§ Record list
—————

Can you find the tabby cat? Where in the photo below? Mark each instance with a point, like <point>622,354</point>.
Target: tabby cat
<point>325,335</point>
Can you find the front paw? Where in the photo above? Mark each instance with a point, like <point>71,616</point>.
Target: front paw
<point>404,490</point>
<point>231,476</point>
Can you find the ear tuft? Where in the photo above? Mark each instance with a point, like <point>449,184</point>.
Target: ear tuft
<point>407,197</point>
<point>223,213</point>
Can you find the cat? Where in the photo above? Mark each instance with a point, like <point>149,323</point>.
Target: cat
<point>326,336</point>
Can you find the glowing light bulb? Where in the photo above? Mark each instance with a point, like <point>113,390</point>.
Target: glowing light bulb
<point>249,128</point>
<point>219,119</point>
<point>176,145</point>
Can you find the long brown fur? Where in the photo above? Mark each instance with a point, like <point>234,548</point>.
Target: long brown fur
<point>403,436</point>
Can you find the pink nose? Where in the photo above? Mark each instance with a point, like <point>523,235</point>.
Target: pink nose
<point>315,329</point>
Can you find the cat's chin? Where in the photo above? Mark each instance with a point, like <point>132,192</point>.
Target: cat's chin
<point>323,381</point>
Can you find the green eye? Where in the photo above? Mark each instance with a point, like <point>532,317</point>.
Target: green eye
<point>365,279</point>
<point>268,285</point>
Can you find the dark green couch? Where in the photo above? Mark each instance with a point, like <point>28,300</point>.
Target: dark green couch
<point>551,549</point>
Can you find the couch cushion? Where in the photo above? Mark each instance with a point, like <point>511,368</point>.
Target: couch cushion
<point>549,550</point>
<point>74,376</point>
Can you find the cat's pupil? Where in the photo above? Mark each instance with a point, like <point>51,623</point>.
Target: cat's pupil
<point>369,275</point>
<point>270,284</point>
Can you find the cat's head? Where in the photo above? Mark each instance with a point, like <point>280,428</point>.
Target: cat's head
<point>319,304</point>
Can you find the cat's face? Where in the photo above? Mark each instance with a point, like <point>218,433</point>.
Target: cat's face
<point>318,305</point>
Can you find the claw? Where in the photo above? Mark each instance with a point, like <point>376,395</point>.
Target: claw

—————

§ Exercise objective
Change "Can you find" to "Could you locate" everywhere it occurs in the records above, and write out all the records again with nothing else altered.

§ Answer in full
Could you locate the tabby cat? Where in the photo below? Mark each instance with a point, like <point>622,354</point>.
Target: tabby cat
<point>325,335</point>
Could you locate the front paw? Where in the photo above? Mark each instance with a point, like <point>71,616</point>.
Target: front paw
<point>404,490</point>
<point>231,476</point>
Could you locate the ear tuft? Where in the photo above? Mark each instance with a point, like <point>449,184</point>.
Target: ear tuft
<point>407,197</point>
<point>223,213</point>
Could you locate the cat? Where in the photo above? Mark each instance with a point, like <point>149,323</point>.
Target: cat
<point>326,336</point>
Could you locate the glowing light bulb? Where in the photo above? Mark each instance with a point, like <point>113,390</point>.
Target: glowing light bulb
<point>249,128</point>
<point>219,119</point>
<point>176,145</point>
Could you locate the long brown fur? Where in the photo above? Mark each instance with a point, like <point>234,548</point>.
Target: long brown fur
<point>403,436</point>
Could you locate the pink nose? Where in the photo above? Mark each instance with a point, like <point>523,235</point>.
Target: pink nose
<point>315,329</point>
Could you locate the cat's chin? Where in the photo above? Mark each instance with a point, like <point>132,192</point>.
Target: cat's chin
<point>323,381</point>
Could you locate the green eye? Where in the photo above? Mark each instance with a point, like <point>532,317</point>.
Target: green eye
<point>365,279</point>
<point>268,285</point>
Could you locate the dark green couch? Where in the photo above? Mark each instance with a point, like <point>28,300</point>.
Target: dark green couch
<point>551,549</point>
Could you locate the couch cushion? Where in the photo above? Mark each instance with a point, like <point>511,368</point>.
Target: couch cushion
<point>549,550</point>
<point>74,376</point>
Could you locate the cat's pupil? Where in the photo above? Mark each instance with a point, like <point>51,623</point>.
Target: cat's pupil
<point>369,275</point>
<point>270,284</point>
Could you locate the cat's head? Where in the photo above? Mark each instance with a point, like <point>280,428</point>.
Target: cat's head
<point>319,304</point>
Could you locate the cat's face? Where in the photo above? Mark each instance with a point, like <point>218,433</point>.
Target: cat's face
<point>318,305</point>
Could you locate the claw? Where in the photo above? Mark each instance with a point, like <point>376,395</point>.
Target: claw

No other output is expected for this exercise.